• EXTRACT TO READ:
++++

Kafka Disaster Recovery: Multi-Region Patterns (2026)

Kafka's in-cluster replication handles single-broker and single-AZ failures well, but a full region outage demands deliberate design. This article lays out a DR strategy starting from RPO/RTO targets and the practical patterns for cross-region replication with MirrorMaker 2 or Cluster Linking.

Confluent CCAAK heavily tests durability parameters, replication mechanisms, client behavior during failover, and offset synchronization. This guide is written for both real operations and exam day — designs and procedures you can defend either way.

Start with RPO/RTO and the Failure Model

Every DR design starts by fixing the failure scope and SLOs (RPO/RTO). A region outage covers network partitions and power loss; cross-cluster replication is asynchronous, so RPO will never be zero. The smaller you push RPO, the sharper the trade-off becomes between link bandwidth, latency, and cost.

++++

• TASK TO CARRY OUT: Which two options does the Kafka disaster recovery article name for cross-region replication?

• PROVIDED DATA:
++++

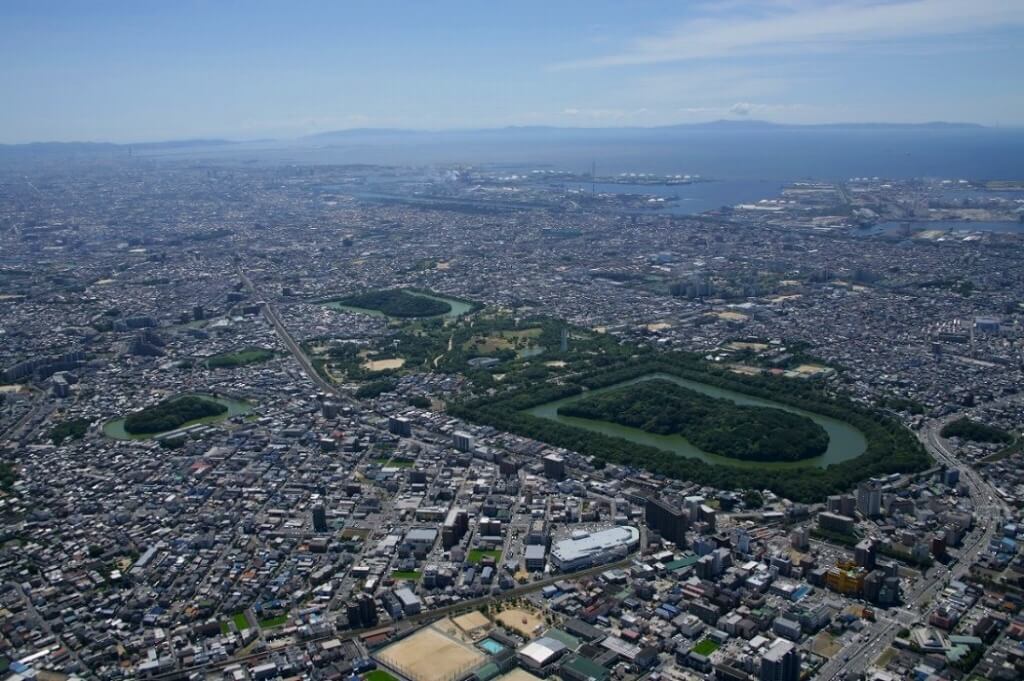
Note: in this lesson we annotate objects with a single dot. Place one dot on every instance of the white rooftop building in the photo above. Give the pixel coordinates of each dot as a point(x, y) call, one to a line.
point(584, 550)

++++

• FULL OUTPUT: MirrorMaker 2 and Cluster Linking.